"""

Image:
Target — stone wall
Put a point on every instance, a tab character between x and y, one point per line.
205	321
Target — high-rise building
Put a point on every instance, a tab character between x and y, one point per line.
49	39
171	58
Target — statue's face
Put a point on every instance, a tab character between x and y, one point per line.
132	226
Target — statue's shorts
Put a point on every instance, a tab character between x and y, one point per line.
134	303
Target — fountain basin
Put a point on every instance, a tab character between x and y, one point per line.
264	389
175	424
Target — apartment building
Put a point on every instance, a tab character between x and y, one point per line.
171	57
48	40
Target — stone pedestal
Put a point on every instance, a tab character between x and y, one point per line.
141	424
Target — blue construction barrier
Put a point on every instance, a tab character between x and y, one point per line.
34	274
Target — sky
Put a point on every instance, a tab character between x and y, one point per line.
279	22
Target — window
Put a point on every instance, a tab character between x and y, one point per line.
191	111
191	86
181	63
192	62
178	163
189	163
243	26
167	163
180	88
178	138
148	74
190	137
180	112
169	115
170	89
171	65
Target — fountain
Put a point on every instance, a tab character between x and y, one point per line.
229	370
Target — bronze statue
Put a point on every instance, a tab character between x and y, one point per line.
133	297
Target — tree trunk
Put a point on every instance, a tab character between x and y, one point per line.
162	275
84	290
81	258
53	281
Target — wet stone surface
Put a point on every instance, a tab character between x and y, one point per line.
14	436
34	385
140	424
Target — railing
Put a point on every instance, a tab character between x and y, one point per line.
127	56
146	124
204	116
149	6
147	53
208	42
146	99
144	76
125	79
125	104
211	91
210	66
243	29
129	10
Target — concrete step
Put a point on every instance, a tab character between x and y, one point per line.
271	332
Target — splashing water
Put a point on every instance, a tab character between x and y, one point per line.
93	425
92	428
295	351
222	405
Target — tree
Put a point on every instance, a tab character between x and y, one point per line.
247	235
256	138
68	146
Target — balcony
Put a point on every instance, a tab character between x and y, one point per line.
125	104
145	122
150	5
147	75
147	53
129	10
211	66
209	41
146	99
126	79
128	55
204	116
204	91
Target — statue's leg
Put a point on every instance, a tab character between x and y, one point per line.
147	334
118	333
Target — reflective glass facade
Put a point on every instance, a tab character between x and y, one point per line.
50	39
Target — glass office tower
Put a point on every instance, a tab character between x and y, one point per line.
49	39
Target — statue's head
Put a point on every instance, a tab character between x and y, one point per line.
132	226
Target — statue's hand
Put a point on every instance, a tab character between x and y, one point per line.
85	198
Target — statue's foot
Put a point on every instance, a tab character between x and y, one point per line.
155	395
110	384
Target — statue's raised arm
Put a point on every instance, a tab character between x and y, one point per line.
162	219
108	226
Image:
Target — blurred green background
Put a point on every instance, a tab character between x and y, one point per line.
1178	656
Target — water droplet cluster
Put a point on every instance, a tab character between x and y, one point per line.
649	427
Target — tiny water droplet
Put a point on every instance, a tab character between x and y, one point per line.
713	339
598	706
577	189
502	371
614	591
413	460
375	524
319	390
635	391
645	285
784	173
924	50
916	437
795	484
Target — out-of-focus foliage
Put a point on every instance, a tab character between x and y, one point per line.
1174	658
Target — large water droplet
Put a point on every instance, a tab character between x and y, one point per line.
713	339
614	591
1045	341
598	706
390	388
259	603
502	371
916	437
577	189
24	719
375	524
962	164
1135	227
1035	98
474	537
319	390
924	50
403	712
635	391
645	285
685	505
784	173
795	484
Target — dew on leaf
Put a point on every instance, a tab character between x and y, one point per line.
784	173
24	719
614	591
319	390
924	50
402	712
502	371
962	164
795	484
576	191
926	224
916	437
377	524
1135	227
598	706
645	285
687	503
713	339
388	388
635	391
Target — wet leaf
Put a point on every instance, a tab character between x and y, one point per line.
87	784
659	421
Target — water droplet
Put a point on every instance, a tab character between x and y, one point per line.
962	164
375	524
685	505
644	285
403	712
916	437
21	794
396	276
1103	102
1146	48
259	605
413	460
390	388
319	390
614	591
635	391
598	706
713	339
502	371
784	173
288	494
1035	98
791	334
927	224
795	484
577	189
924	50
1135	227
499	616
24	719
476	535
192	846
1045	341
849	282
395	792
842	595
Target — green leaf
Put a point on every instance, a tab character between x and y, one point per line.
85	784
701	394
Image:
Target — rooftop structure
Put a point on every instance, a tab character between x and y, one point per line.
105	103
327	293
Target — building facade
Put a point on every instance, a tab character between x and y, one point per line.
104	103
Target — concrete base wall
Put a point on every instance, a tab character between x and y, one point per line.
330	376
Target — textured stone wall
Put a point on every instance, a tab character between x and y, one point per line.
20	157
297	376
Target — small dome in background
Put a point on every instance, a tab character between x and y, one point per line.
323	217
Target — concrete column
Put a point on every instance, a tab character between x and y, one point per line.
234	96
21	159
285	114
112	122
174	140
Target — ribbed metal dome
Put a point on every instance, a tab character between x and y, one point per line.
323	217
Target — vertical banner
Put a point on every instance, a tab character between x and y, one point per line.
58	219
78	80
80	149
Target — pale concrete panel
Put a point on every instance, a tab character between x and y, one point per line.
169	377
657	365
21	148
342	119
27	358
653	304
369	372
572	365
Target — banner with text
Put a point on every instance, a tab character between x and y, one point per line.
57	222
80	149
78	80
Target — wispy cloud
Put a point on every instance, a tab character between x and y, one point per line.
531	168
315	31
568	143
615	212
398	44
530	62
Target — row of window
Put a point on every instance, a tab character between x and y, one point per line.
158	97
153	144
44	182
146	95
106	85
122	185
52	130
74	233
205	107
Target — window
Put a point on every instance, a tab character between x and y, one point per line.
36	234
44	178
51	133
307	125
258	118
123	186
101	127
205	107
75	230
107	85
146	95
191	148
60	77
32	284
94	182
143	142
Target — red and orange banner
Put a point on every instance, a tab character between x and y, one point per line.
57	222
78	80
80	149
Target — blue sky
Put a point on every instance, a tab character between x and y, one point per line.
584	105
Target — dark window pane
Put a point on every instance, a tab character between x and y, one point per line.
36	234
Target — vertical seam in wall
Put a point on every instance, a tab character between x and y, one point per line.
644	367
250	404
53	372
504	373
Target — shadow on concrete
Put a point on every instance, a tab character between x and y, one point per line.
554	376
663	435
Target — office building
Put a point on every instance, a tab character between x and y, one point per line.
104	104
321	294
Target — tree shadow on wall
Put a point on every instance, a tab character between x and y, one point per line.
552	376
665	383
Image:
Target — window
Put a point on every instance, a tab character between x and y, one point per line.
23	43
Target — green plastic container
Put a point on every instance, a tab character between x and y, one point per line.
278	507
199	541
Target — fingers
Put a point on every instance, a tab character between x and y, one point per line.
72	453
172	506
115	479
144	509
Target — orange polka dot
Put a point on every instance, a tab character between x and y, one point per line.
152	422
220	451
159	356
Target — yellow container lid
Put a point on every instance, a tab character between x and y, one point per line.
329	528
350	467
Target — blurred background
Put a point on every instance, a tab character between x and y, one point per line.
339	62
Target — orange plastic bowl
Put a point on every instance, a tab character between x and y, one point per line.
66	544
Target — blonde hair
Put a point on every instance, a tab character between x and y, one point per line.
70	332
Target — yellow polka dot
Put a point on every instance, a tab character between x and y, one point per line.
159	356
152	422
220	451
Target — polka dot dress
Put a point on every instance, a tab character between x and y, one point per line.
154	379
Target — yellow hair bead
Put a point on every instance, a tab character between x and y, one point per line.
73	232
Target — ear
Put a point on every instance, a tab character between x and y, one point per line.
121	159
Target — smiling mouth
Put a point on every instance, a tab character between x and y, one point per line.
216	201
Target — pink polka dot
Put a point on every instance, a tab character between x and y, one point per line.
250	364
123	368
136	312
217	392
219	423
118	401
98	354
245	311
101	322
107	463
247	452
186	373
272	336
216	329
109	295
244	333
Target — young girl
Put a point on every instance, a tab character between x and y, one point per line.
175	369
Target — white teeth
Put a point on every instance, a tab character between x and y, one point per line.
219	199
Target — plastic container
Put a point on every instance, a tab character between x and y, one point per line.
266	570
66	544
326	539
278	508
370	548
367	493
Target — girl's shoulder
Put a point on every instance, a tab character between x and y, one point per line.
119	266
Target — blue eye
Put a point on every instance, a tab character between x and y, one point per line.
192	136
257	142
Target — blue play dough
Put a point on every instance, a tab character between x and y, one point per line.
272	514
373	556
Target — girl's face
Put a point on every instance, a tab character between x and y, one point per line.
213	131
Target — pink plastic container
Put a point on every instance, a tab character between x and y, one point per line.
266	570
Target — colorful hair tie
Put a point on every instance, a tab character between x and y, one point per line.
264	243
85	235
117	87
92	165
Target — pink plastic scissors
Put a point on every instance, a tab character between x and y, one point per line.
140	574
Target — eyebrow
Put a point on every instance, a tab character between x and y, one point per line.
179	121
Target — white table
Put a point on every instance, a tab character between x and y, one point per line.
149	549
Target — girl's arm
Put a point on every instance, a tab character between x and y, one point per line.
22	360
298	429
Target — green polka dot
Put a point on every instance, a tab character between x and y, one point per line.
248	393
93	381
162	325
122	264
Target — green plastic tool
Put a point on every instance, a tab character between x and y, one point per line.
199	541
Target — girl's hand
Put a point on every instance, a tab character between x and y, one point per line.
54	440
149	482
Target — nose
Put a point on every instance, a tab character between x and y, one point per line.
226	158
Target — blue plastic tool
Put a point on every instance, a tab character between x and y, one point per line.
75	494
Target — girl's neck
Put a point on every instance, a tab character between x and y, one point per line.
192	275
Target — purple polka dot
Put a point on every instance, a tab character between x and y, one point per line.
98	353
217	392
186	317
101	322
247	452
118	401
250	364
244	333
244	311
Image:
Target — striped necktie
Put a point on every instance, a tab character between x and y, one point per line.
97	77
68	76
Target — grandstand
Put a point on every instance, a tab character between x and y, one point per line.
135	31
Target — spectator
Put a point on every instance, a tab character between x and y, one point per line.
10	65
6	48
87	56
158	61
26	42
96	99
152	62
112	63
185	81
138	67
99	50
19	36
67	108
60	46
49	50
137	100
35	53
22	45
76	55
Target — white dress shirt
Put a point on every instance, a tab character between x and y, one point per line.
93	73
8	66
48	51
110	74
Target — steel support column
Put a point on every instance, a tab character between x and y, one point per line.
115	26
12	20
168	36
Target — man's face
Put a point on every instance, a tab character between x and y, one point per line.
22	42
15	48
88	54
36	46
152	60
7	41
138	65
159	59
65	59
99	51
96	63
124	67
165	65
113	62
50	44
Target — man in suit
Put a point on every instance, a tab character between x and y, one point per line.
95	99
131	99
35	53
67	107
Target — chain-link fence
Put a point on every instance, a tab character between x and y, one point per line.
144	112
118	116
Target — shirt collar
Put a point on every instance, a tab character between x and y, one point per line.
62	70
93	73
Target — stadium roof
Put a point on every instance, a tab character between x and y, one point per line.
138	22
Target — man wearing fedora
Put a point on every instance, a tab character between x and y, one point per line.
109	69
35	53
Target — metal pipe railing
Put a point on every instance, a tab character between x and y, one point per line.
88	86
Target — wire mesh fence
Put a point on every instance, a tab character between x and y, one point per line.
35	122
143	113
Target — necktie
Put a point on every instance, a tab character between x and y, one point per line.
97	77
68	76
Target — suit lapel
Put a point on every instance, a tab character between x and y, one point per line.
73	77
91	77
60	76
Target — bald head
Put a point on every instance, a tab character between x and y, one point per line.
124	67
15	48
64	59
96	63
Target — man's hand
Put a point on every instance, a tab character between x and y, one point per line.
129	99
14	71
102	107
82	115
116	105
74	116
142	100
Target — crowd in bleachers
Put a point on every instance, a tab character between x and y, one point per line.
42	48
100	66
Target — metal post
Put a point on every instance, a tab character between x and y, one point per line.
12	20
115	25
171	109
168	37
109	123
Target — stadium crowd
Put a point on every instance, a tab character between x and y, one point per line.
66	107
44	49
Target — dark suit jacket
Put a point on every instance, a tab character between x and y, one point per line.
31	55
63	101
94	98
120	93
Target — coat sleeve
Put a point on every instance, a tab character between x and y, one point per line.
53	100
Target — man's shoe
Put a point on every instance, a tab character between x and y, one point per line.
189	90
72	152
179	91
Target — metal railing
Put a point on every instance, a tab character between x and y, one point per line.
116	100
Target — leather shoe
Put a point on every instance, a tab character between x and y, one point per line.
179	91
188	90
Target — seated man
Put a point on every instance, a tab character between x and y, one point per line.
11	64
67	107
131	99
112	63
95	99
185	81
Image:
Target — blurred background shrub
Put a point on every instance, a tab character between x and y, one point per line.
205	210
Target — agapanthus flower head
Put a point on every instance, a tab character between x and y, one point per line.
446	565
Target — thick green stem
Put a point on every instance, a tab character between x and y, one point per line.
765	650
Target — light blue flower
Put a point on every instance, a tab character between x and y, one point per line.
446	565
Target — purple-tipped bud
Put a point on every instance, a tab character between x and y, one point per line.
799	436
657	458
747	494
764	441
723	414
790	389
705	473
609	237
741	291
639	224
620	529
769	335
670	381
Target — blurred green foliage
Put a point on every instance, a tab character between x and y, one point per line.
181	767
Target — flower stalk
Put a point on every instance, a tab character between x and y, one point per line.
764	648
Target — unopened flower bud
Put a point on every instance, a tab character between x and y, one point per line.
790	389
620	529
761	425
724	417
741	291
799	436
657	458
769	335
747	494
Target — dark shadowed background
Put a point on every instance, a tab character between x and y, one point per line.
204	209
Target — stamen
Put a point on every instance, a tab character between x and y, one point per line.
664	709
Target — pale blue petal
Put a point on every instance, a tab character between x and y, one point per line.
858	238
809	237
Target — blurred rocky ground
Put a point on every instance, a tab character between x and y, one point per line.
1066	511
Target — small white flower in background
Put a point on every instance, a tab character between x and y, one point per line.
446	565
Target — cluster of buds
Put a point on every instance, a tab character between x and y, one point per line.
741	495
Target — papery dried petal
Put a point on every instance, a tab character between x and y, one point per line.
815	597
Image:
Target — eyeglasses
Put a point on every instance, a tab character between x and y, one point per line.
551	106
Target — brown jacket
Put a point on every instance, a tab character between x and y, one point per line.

"""

DIRECTION: Starting with the line that contains "Target — dark shadowed background", repeat each line through the last one exactly as it appears. Include both ends and nothing more.

EXERCISE SOLUTION:
Target — dark shadowed background
Put a point on every instance, a tab character between x and y, one point per line.
204	209
Target — stamen
Put a point on every instance, a tab character between x and y, one point per line.
664	709
Target — pale blue petal
Put a point on every instance, a tab character between x and y, one point per line.
858	238
809	237
Target — blurred rocky ground
Put a point on every instance, a tab character between x and y, one point per line.
1066	511
Target — small white flower in background
Put a point on every instance, a tab character between x and y, one point per line.
446	565
Target — cluster of buds
Put a point on every instance, a tab character between x and y, one point per line.
741	495
Target — papery dried petal
Put a point on every instance, a tab character between x and y, one point per line.
815	597
Image:
Target — eyeglasses
Put a point on every instance, a tab character between x and y, one point per line.
551	106
Target — brown jacket
Put a point on every instance, a tab character between x and y, one point per line.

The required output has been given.